== Teks latihan ==
★ ★ ★ ★ ★ ★ ★

Menggenang kembali sejarah Papua yang Pernah Terajadi atas Tokoh Tanah Papua
DESEMBER 2000, seorang pria berbadan tegap tanpa
mengenakan baju berjalan sempoyongan di markas satuan tugas intelijen di
Hamadi, Jayapura. Bibirnya komat-kamit, entah apa yang diucapkan. Bagi pria
yang hanya mengenakan celana pendek dengan rambut panjang menggumpal hampir
mencapai pinggang itu, pastilah sore itu terasa nikmat karena angin bertiup
sejuk. Dari jarak satu setengah meter, bau alkohol menyebar dari mulutnya.
SEORANG prajurit berpakaian sipil membentaknya agar
menjauh. "Kamu bau. Tamu bisa terganggu. Pergi sana," hardiknya.
Pria bercambang ini tertawa dan berjalan menuju
dangau. Di situ di bawah pohon, ia merebahkan diri. Tidur pulas dengan mimpi
menakjubkan.
Beberapa bulan kemudian, Jakarta heboh setelah
muncul berita penyanderaan warga Korea Selatan dan beberapa karyawan perusahaan
industri kayu lapis di daerah Merauke, Papua. Panglima Militer Tentara
Pembebasan Nasional Organisasi Papua Merdeka (TNP/ OPM) Wilayah Merauke hingga
Pegunungan Tengah Kolonel William Onde menyatakan bertanggung jawab atas
penyanderaan itu. Seperti biasa, aparat keamanan segera diterbangkan dari
Jakarta dan daerah lainnya untuk membebaskan sandera, sekaligus mengembalikan
stabilitas keamanan di daerah itu.
William Onde muncul dengan peran barunya. Ia bukan
lagi seorang pemabuk yang melengos setelah dihardik seorang sersan. Kini ia
tampil sebagai kolonel TNP/OPM. Dengan gaya
seorang komandan, ia menggariskan bahwa perundingan hanya dilakukan jika yang
datang presiden direktur perusahaan tersebut.
Akan tetapi, begitu keinginannya dipenuhi, Kolonel
William Onde memerintahkan pasukannya agar menyandera bos perusahaan kayu yang
juga warga Korea Selatan. Situasinya menjadi genting karena sang kolonel
menaikkan tuntutannya. Tadinya hanya sekadar pelunasan utang-utangnya di sebuah
bar di Merauke dan perbaikan nasib, kemudian menggelembung menjadi, antara
lain, uang kontan satu juta dollar AS serta penarikan pasukan Brigade Mobil
dari wilayah Papua.

★ ★ ★ ★ ★ ★ ★

== Cuplikan data ==
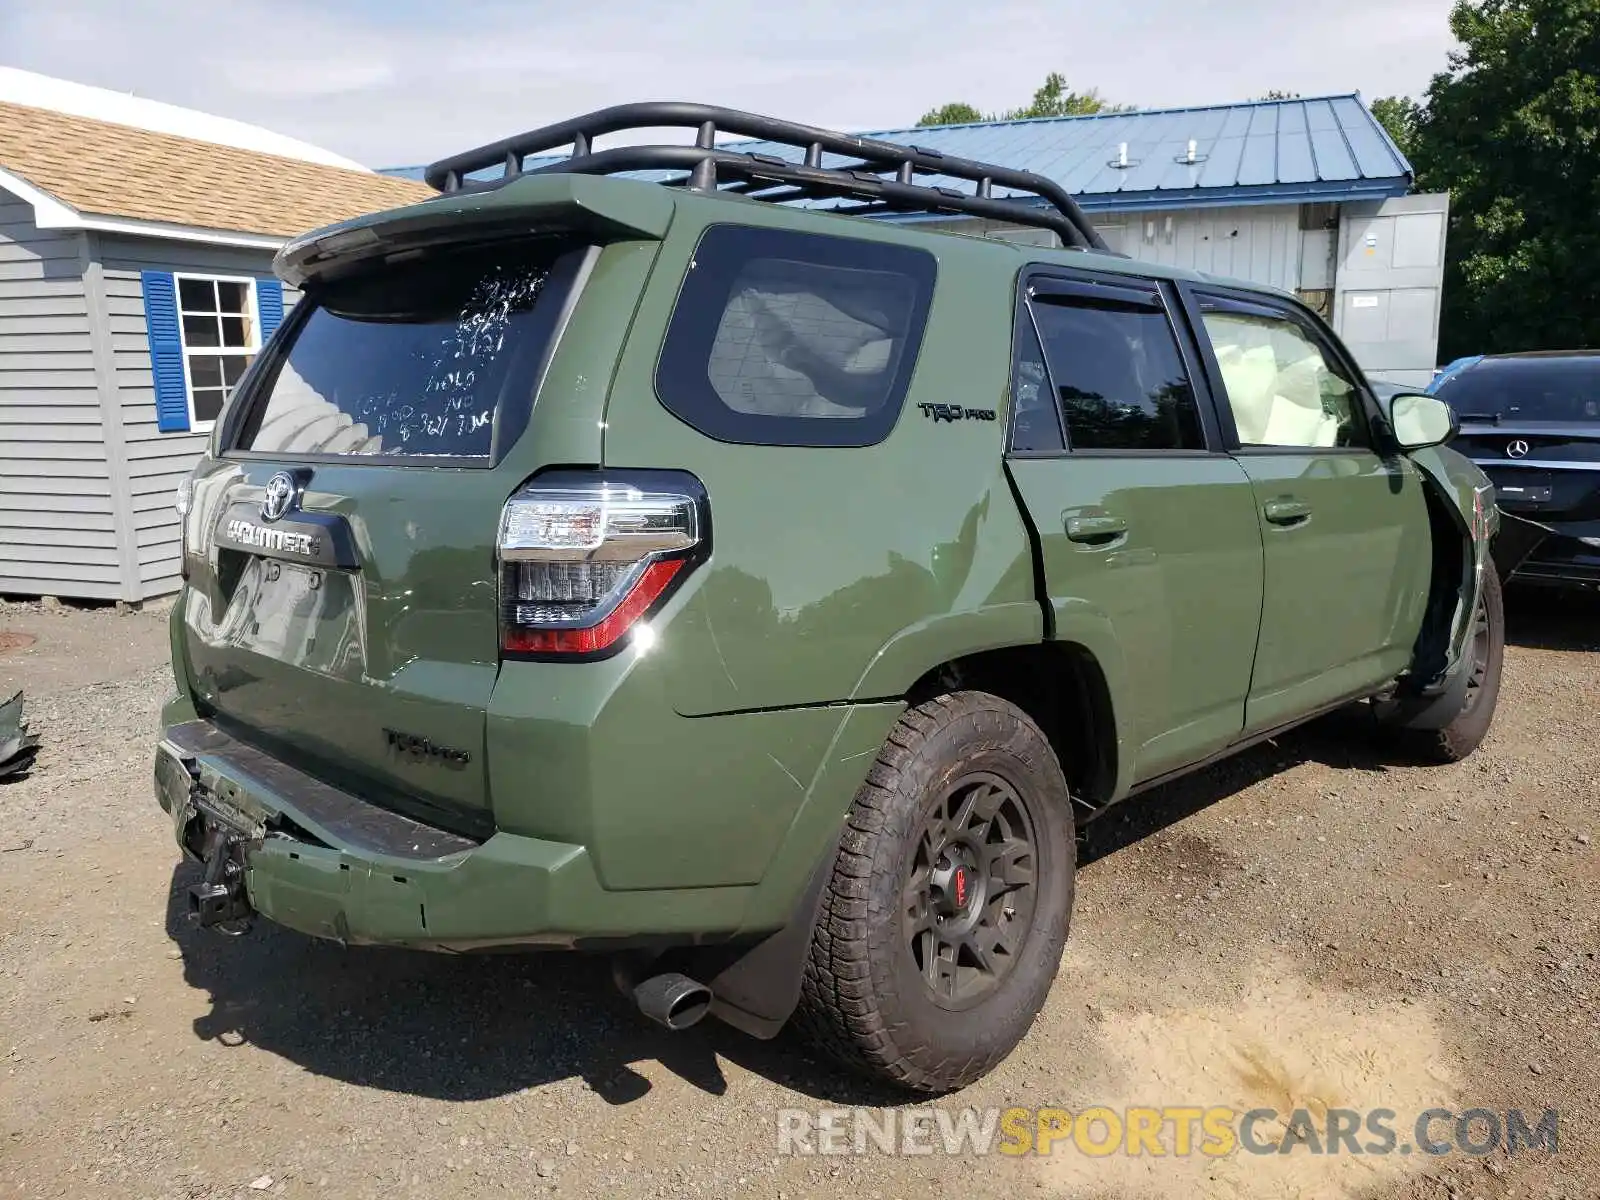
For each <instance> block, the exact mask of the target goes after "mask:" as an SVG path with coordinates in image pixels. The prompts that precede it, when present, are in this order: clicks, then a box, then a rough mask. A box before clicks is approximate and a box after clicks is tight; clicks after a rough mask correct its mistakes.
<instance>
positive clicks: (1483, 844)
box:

★ ★ ★ ★ ★ ★ ★

== Butir tugas ==
Tentukan apakah tiap pernyataan di bawah ini sesuai dengan teks latihan. Jawab ya atau tidak, sertakan kutipan persis dari teks yang menjadi penentunya.
1. Pria berambut panjang di markas itu memakai celana panjang.
2. Penyanderaan terjadi di daerah Merauke.
3. Tuntutan William Onde mencakup uang kontan satu juta dolar AS.

== Hasil tugas ==
1. Tidak. "yang hanya mengenakan celana pendek"
2. Ya. "di daerah Merauke, Papua"
3. Ya. "uang kontan satu juta dollar AS"